[start of Stored data]

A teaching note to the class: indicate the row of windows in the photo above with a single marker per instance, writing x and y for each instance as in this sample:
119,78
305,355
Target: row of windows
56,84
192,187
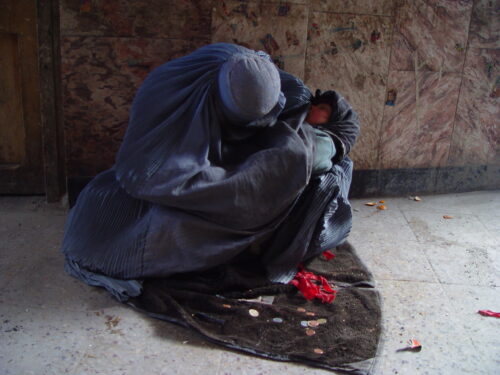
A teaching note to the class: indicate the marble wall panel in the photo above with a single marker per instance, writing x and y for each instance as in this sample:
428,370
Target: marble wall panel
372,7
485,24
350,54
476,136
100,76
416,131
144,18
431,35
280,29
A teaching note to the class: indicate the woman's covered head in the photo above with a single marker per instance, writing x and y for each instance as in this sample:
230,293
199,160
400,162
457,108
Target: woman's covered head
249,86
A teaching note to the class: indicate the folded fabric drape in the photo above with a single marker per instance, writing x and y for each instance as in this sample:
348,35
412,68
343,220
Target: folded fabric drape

[end of Stored data]

__Problem description__:
Arrange the data as a numbered list, from the line containing "A teaching note to the class: indicate the folded" through the end of the data, both ends included, leaving out any blank lines.

__Solution__:
1. A teaching note to the class: indicate the folded fabric drape in the photo above with a single marker per instance, writing x and y for each instance as in this sample:
2. 348,35
3. 412,68
4. 343,220
5. Target: folded fabric drape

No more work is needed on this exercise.